>> begin Quoted passage

While some may argue that Maddi could embark on a path to enlightenment herself rather than merely serving Vessantara’s enlightenment, Appleton makes it clear that the Jatakas were written in a period that excludes women from enlightenment altogether: “only later did jatakas become identified as stories that demonstrate the Bodhisattva path from an initial vow that made rebirth as a female impossible to a buddhahood that excludes women.”[15] Given the constraints of Maddi’s cultural context, she does everything within her power to facilitate Bodhisattva without achieving enlightenment herself. Therefore, Maddi is not only powerful within Vessantara’s enlightenment, but she also becomes a model representative for Buddhism.

>> end Quoted passage
>> begin Data excerpts

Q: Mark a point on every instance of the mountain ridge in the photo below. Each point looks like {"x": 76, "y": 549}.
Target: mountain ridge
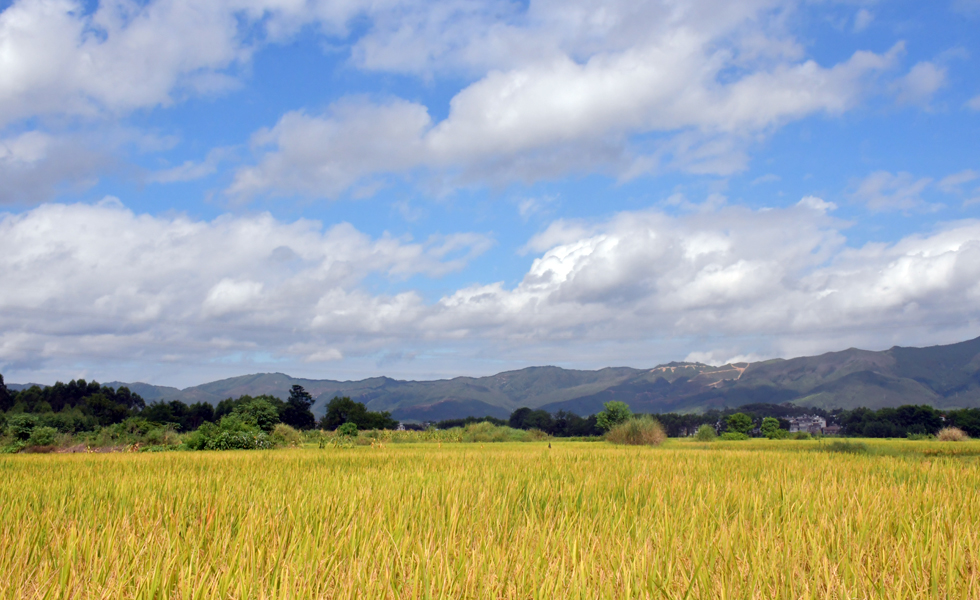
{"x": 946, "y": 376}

>> end Data excerpts
>> begin Data excerpts

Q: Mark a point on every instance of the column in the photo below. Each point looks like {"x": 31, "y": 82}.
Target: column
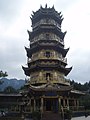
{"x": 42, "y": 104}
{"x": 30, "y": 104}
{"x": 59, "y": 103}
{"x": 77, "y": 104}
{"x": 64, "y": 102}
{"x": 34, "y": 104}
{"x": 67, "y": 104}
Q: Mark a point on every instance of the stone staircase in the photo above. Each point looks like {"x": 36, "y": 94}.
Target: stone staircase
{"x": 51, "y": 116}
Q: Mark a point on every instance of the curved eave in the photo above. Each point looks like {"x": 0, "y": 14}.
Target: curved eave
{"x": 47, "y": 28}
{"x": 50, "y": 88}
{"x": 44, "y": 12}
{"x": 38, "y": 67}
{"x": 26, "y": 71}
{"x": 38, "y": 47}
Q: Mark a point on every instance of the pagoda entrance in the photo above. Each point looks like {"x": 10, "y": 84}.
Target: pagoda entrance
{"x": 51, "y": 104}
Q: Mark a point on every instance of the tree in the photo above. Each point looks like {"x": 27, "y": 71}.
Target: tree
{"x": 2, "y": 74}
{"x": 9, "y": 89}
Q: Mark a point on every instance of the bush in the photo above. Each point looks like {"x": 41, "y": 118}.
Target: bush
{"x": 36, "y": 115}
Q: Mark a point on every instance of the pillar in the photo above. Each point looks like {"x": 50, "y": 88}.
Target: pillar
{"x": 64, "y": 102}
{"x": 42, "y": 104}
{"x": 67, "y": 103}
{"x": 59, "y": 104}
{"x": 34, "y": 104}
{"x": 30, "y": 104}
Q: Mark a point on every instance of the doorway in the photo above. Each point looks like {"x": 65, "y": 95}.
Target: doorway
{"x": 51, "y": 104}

>> end Data excerpts

▸ Goal A:
Reproduce the passage on Maddi from "While some may" to "representative for Buddhism.".
▸ Goal B:
Write the next part of the passage on Maddi and Vessantara's enlightenment, continuing from its final sentence.
The items have no connection to the passage on Maddi.

▸ Expected output A:
While some may argue that Maddi could embark on a path to enlightenment herself rather than merely serving Vessantara’s enlightenment, Appleton makes it clear that the Jatakas were written in a period that excludes women from enlightenment altogether: “only later did jatakas become identified as stories that demonstrate the Bodhisattva path from an initial vow that made rebirth as a female impossible to a buddhahood that excludes women.”[15] Given the constraints of Maddi’s cultural context, she does everything within her power to facilitate Bodhisattva without achieving enlightenment herself. Therefore, Maddi is not only powerful within Vessantara’s enlightenment, but she also becomes a model representative for Buddhism.

▸ Expected output B:
Maddi Navigates Trauma

When taking the time to recenter Maddi as not only an agent to Vessantara’s enlightenment, she’s viewed an individual who possesses intrinsic value and emotional depth. By focusing on her value as a character and person rather than her contributions to the Bodhisattva, it becomes clear that Maddi’s attitudes and actions may be a response to traumatic events rather than an act of compliance with Vessantara’s generosity. This interpretation of Maddi in the Vessantara Jataka provides a contrast to the erasure and reduction many scholars apply to her character. We are not doing Maddi justice by solely acknowledging her power; we must also acknowledge the depth of her experiences and feelings.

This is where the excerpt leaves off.